begin Dataset records
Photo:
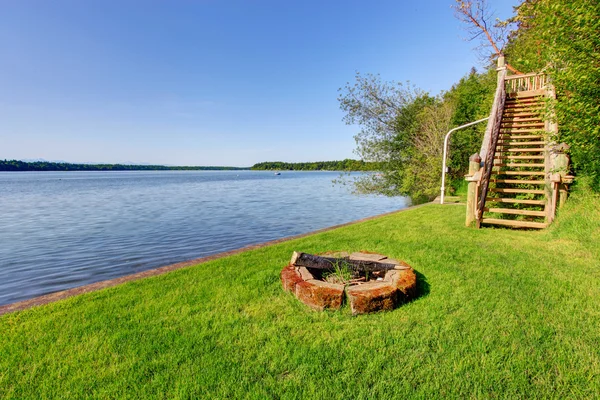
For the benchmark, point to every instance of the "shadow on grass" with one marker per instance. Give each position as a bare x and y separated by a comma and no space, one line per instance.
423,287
end Dataset records
begin Dataset records
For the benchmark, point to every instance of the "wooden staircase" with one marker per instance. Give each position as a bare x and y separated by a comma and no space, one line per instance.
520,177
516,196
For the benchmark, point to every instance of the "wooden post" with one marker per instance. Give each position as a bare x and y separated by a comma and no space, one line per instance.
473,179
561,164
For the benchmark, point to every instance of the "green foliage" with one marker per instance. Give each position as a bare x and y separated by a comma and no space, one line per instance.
end Dataset records
begin Dataset records
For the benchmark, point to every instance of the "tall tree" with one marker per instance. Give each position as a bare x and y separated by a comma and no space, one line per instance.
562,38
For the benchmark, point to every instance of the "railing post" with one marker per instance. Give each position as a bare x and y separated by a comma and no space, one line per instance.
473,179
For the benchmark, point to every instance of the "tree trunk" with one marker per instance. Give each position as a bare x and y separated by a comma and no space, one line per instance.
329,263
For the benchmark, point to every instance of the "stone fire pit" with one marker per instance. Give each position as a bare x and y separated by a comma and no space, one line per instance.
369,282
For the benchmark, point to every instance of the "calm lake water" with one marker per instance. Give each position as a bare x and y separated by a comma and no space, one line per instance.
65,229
end Dataset records
# Work required
Locate every line in the rows above that contains the string "tree" and copy each such line out. Case counts.

# Written solution
For the benchmark, point to every instance of the "tall tree" with one marker per instance. Give each position as a bare x and y separated by a comma and no space, one line per instance.
For the benchmark, point to every instance of the "tree trunk" with one marker per instance. Give each position as a bare x and y separated by a comma and no space, one line per instance.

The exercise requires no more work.